-- RAW RECORDS start --
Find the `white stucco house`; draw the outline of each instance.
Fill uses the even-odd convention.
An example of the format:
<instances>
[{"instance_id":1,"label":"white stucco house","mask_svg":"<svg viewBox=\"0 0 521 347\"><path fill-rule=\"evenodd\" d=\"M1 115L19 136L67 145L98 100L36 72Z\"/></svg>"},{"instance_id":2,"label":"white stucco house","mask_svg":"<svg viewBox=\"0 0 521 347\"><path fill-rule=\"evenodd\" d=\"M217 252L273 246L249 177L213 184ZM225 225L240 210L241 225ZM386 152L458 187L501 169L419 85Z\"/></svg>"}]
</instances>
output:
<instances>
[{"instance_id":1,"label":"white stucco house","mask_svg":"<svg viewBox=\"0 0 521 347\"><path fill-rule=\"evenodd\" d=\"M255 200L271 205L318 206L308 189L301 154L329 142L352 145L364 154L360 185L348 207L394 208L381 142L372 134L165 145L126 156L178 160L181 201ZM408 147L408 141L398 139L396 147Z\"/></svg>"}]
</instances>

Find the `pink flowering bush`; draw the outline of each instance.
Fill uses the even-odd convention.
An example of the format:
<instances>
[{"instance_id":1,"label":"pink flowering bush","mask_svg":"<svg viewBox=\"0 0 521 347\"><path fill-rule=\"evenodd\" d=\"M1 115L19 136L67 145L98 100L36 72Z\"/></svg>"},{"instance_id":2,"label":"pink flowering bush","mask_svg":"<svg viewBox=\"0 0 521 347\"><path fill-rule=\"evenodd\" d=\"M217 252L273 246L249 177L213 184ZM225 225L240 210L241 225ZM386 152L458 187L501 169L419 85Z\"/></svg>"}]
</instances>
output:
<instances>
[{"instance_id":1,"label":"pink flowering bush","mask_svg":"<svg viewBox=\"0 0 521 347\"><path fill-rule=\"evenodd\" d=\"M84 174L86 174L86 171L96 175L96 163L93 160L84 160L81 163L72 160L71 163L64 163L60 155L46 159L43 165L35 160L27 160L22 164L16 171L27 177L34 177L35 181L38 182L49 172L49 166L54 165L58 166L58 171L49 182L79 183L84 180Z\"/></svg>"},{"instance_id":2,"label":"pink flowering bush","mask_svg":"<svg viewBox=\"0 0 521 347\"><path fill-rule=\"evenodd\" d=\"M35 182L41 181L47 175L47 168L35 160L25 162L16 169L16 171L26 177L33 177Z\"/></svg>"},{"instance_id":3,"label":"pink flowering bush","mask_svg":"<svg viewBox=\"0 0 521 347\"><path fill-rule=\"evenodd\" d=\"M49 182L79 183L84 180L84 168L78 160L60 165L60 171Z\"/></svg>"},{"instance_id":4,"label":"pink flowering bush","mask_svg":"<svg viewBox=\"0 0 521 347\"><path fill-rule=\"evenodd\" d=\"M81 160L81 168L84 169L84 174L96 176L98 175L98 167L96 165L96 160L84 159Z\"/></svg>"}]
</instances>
-- RAW RECORDS end --
## STATED TASK
Please pick out every line in the rows above that contains the string "each". Case counts.

## RESPONSE TO THE TASK
Find the `white stucco house`; draw the outline of each instance.
Find the `pink flowering bush`; draw the outline of each instance.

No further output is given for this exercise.